=== WHAT THIS TASK INVOLVES ===
Retype precisely the section of the data that starts at the line containing "Shot-chart audit: point to every instance of the gray" and runs to its final line, ends included.
------ INPUT ROWS
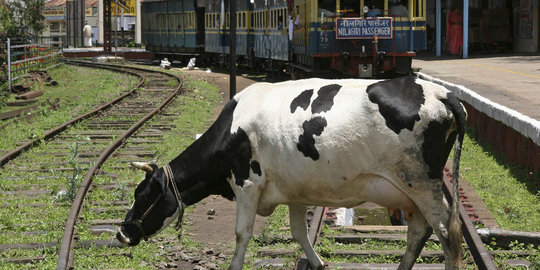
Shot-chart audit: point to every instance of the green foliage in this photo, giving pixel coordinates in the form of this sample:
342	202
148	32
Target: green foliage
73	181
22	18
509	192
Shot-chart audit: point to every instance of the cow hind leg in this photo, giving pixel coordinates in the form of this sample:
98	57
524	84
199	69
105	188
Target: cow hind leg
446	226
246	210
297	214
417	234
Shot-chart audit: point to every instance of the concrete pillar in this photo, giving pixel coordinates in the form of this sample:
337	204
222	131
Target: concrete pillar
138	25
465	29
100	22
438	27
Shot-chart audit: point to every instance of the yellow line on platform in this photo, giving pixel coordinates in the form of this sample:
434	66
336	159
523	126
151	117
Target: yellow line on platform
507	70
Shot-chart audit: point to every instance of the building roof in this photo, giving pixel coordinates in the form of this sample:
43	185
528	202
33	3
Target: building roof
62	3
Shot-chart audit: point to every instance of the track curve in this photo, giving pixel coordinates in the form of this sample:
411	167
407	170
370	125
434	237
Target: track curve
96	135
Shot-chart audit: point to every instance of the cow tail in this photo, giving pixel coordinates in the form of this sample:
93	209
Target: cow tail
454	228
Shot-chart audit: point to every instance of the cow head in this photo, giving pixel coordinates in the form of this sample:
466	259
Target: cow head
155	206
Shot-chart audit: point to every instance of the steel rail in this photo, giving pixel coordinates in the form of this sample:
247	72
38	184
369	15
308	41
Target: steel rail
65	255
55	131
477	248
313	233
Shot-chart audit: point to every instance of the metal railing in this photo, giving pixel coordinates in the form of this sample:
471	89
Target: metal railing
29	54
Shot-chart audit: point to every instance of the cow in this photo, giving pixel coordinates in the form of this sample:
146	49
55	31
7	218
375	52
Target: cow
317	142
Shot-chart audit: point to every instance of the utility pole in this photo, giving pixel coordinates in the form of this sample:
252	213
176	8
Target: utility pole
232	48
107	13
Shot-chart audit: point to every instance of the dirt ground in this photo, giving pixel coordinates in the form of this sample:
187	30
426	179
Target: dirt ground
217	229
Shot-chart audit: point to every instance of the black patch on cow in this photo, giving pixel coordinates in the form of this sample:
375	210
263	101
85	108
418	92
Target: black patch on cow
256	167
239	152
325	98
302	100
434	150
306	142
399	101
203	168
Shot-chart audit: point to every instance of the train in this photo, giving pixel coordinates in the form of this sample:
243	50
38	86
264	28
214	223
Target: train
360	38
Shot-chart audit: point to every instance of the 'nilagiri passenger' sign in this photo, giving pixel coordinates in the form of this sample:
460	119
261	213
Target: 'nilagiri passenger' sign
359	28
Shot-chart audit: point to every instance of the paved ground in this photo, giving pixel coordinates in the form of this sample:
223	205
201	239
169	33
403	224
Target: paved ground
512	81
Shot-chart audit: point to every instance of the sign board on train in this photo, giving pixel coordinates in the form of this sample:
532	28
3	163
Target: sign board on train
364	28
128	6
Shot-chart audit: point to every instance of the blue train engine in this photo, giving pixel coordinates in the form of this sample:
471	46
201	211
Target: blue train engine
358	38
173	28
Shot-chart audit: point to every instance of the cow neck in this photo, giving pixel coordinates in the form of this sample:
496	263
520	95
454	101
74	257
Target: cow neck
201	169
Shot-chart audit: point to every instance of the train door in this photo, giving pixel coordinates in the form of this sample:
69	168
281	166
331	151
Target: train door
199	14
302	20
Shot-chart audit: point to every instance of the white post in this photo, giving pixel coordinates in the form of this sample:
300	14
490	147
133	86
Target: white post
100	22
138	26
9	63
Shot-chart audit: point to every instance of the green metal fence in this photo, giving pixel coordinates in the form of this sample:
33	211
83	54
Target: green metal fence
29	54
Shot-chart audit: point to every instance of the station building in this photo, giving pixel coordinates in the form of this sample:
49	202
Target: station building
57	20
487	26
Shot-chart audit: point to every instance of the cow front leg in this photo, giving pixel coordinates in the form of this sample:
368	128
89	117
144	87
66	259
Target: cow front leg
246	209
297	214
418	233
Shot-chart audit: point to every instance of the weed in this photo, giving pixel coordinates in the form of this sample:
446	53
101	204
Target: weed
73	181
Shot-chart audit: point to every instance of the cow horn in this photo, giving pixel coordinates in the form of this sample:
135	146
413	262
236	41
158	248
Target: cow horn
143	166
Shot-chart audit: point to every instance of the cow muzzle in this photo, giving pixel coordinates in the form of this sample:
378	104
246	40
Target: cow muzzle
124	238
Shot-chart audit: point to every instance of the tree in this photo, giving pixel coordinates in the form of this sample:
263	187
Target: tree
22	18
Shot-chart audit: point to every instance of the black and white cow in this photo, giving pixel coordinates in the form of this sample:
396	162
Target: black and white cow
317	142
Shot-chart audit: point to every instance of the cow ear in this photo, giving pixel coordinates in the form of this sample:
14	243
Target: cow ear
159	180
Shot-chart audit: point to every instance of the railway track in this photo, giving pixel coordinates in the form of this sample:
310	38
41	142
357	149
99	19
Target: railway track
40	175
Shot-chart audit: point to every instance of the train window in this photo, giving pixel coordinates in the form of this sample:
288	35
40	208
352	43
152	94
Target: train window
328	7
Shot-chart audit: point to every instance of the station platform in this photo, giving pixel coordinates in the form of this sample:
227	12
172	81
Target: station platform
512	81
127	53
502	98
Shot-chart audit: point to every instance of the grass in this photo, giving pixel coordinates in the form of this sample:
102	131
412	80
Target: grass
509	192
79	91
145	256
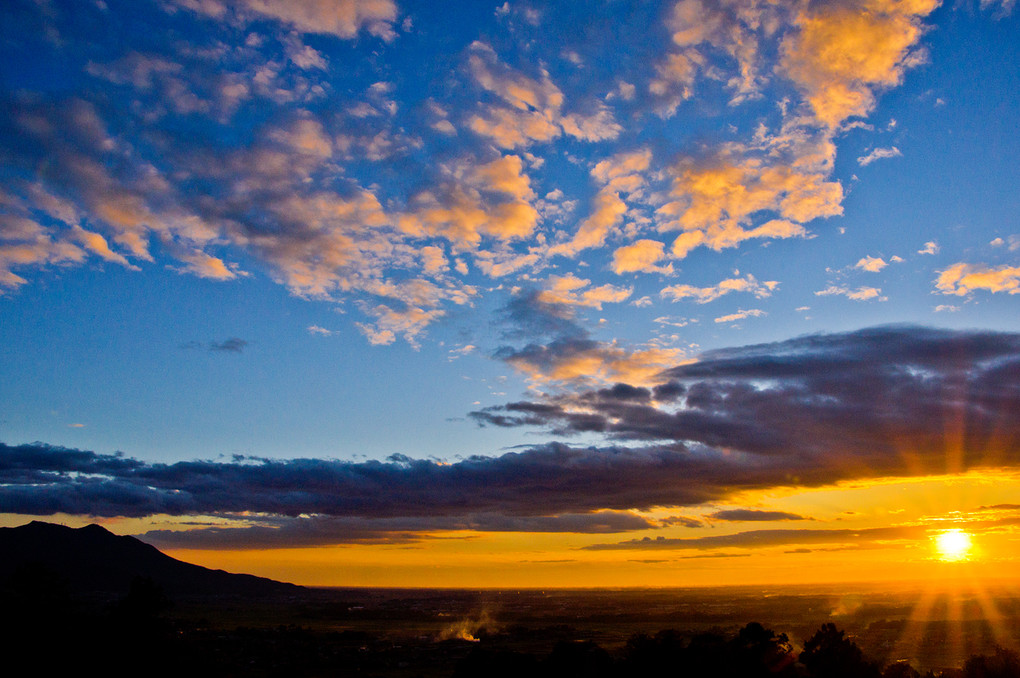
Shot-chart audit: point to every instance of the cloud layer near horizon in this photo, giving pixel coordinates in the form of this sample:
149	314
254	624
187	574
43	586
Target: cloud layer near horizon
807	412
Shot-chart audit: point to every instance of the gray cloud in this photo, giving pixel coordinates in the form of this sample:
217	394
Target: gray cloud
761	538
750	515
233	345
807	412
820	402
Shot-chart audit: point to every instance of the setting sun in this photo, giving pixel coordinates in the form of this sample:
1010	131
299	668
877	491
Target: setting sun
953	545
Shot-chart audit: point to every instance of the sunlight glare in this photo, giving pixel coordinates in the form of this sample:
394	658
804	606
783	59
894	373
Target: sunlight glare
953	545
------------
=== FULL ANSWER ===
Shot-chart audit: point to every instance of the gray cloud in this photo, giving pixel coordinates in the form of this sample:
217	394
Target: gray cloud
761	538
750	515
233	345
807	412
820	402
Shot-chart audit: point to every instance of the setting sun in this photo, giving pixel coordinates in the form of this sample:
1010	131
299	668
877	491
Target: setting sun
953	545
Shot-chart audit: point to every instance of the sunlight glare in this photo, giving pixel coordinates in the form of this sample:
394	658
804	606
783	59
894	373
Target: sunlight glare
953	545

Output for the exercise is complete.